● Teks yang Diberikan
********************
Bagaimana agar Inovasi Bisa Menjadi Daya Ungkit Ekonomi dan Daya Saing?

Inovasi Bukan Untuk Pengecut
Ilustrasi: arkademi.com

Semarang, Idola 92.6 FM – Presiden Joko Widodo dalam periode lima tahun ke depan, memiliki cita-cita menjadikan inovasi sebagai penggerak ekonomi dan meningkatkan daya saing bangsa. Namun, di sisi lain—salah satu hambatan terbesar menghadang. Di Tanah Air, inovasi belum menjadi bagian budaya bangsa.

Banyaknya riset, publikasi, dan paten tidak akan menjadi pengungkit ekonomi selama tidak bisa dihilirisasi menjadi produk inovasi yang mampu dikomersialisasi. Untuk mewujudkan itu, dibutuhkan ekosistem inovasi yang kuat dan saling mendukung.

Diketahui, selama ini, Indonesia fokus memperbanyak riset yang memang tertinggal dibanding banyak negara maju. Namun, kita seolah lupa memikirkan membangun ekosistem inovasi. Sebab, bukankah—tanpa ekosistem yang mendukung lahirnya produk-produk inovasi asli Indonesia yang mendunia dan munculnya perusahaan pemula berbasis teknologi yang mampu menyerap tenaga kerja akan tetap sulit diwujudkan?

Sejumlah pihak menilai, salah satu yang paling menghambat adalah aturan yang rumit, tumpang tindih, bahkan menghambat lahirnya inovasi dan berkembangnya perusahaan pemula berbasis teknologi. Berbagai aturan yang tak mendukung dan menjadi keluhan peneliti, perekayasa, dan industry perlu dibedah dan dicari solusinya.
********************
● Bagian Data
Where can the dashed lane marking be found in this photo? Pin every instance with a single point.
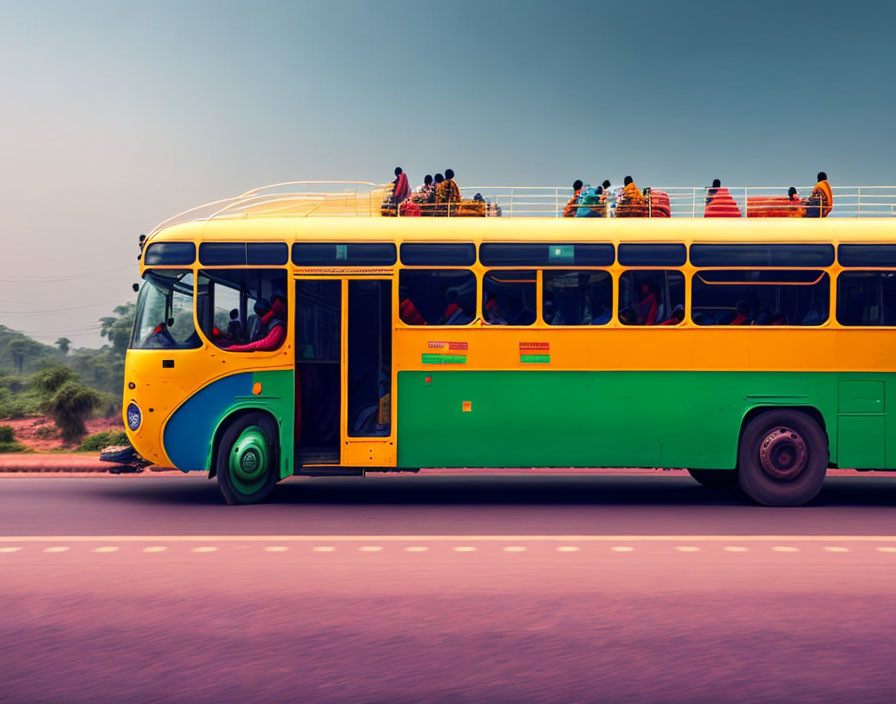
********************
● Tujuan Tugas
Tolong tulis ulang bagian teks tentang inovasi, mulai dari "Inovasi Bukan Untuk" dan terus sampai "bagian budaya bangsa.". Ganti "lima tahun" dengan "sepuluh tahun".

● Jawaban Benar
Inovasi Bukan Untuk Pengecut
Ilustrasi: arkademi.com

Semarang, Idola 92.6 FM – Presiden Joko Widodo dalam periode sepuluh tahun ke depan, memiliki cita-cita menjadikan inovasi sebagai penggerak ekonomi dan meningkatkan daya saing bangsa. Namun, di sisi lain—salah satu hambatan terbesar menghadang. Di Tanah Air, inovasi belum menjadi bagian budaya bangsa.